--- EXTRACTED RECORDS Enclosed Below ---
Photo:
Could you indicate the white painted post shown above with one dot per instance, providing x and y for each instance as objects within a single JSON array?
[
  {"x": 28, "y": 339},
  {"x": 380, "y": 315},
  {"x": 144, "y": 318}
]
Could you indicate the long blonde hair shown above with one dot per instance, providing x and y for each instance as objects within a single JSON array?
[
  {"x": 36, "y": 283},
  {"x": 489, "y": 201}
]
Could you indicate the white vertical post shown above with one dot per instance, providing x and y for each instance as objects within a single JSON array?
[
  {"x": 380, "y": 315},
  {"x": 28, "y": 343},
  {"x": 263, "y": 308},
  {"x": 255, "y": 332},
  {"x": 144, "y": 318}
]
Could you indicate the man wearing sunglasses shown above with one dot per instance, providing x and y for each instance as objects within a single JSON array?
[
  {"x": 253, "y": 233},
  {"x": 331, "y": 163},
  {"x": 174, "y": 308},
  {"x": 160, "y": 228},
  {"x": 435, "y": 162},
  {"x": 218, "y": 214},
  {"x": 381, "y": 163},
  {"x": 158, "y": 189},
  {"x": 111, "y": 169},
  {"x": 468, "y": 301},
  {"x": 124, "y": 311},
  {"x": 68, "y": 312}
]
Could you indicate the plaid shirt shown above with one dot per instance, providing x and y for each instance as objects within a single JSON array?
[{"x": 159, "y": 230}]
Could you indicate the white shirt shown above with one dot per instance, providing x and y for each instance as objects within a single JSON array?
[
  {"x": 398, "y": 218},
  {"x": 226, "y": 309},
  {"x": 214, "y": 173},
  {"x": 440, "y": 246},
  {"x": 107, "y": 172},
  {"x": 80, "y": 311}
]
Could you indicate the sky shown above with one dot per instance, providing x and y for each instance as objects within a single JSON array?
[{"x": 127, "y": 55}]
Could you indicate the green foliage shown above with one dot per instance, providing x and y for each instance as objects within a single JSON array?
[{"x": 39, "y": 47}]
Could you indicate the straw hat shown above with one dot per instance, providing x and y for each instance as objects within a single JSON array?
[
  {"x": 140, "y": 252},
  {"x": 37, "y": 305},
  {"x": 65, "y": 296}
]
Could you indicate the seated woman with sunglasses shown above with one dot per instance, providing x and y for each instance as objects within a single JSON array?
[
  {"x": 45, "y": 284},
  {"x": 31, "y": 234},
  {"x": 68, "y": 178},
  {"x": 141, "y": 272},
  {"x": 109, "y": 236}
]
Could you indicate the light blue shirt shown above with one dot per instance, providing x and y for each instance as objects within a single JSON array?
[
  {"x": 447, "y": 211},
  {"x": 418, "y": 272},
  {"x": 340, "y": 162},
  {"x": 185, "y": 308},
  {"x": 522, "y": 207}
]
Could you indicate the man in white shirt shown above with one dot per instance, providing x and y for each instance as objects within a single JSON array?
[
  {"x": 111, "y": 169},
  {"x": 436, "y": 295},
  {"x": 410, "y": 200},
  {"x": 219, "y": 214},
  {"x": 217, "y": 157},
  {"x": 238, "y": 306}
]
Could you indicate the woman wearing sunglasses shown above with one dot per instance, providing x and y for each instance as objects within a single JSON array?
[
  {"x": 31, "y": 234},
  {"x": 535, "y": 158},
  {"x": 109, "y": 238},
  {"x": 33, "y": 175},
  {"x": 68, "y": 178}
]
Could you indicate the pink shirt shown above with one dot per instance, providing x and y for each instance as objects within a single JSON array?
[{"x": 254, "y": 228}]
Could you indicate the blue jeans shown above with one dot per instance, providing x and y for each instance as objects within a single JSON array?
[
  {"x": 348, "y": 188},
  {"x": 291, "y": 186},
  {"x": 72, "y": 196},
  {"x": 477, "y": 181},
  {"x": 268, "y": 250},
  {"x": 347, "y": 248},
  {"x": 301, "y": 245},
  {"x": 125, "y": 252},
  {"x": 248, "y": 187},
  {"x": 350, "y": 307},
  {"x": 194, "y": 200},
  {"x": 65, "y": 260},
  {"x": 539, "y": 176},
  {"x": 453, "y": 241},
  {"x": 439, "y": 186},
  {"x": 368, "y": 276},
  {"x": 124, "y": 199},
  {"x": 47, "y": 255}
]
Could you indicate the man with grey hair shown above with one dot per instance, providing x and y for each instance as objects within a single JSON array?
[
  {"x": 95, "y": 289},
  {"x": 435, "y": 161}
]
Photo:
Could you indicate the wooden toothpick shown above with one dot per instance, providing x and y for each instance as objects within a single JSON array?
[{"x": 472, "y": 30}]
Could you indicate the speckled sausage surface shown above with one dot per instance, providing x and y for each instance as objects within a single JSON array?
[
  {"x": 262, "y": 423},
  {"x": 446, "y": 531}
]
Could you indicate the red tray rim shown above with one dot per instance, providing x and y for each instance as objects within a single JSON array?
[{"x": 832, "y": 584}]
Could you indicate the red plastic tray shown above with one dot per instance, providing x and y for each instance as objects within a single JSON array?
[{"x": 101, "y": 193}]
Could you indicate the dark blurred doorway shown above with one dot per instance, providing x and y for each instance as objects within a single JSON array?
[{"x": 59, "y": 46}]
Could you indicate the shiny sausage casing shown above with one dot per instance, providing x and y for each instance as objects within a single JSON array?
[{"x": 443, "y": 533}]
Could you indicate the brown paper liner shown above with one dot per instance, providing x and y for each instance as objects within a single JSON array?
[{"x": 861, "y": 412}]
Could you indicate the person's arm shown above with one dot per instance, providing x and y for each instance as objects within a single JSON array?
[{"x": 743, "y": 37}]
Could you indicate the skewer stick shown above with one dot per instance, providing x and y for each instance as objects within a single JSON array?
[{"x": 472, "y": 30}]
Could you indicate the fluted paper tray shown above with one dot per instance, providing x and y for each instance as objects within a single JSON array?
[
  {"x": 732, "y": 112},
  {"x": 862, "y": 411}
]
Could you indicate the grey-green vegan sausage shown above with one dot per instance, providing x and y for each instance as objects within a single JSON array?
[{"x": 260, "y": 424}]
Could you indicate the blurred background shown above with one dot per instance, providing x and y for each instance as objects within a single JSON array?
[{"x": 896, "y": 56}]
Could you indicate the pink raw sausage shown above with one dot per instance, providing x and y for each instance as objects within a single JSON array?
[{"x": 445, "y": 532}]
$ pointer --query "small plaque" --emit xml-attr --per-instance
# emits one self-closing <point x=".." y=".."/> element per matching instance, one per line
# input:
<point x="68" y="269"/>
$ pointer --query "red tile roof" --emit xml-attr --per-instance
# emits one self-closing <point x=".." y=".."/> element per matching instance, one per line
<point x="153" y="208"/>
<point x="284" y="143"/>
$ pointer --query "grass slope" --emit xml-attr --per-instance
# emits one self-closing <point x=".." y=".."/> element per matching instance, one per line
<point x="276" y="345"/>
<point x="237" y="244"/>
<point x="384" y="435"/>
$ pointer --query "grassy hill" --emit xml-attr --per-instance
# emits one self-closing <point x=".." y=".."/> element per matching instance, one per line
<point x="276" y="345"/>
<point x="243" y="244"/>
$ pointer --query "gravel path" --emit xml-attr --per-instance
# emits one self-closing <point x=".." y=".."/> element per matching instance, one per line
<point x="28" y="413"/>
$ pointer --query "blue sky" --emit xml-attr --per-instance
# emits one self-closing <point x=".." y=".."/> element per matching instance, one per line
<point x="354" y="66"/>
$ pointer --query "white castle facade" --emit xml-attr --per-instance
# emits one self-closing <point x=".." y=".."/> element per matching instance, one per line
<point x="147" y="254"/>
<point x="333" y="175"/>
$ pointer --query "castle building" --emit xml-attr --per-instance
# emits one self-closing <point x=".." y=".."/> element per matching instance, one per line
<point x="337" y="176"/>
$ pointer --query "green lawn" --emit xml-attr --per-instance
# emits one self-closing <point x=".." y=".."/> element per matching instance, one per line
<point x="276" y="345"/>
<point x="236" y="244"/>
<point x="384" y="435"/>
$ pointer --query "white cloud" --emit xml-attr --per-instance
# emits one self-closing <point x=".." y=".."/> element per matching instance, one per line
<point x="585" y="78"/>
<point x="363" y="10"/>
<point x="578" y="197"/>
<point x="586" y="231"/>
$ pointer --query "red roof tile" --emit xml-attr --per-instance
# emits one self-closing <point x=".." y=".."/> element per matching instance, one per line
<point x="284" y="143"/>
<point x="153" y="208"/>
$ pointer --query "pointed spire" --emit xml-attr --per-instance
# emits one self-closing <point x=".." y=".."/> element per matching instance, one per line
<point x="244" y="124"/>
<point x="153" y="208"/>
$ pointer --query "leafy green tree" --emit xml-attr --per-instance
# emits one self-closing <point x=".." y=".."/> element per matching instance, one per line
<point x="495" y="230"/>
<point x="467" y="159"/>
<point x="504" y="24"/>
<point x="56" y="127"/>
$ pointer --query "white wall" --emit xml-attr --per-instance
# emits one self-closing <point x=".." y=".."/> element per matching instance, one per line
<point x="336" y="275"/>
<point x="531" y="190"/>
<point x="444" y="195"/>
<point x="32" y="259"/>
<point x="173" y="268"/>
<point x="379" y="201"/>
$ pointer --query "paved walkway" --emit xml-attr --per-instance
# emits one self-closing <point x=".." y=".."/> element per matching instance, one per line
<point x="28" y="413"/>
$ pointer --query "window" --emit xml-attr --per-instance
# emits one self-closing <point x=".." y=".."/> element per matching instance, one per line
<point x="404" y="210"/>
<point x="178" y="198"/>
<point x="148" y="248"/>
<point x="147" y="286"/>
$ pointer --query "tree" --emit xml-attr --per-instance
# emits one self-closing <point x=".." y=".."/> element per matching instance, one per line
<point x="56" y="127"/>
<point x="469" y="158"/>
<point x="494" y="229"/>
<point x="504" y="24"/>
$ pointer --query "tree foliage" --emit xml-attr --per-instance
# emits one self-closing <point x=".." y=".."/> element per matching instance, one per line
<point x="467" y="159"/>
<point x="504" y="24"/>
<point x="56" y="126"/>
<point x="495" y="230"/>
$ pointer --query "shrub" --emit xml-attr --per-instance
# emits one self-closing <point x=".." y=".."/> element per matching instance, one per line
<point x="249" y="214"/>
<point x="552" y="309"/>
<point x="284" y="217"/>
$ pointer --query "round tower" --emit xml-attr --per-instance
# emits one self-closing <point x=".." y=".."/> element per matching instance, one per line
--- End of Enclosed EXTRACTED RECORDS ---
Count the lines in the entries that hold the word "tree", and give nothing but the total.

3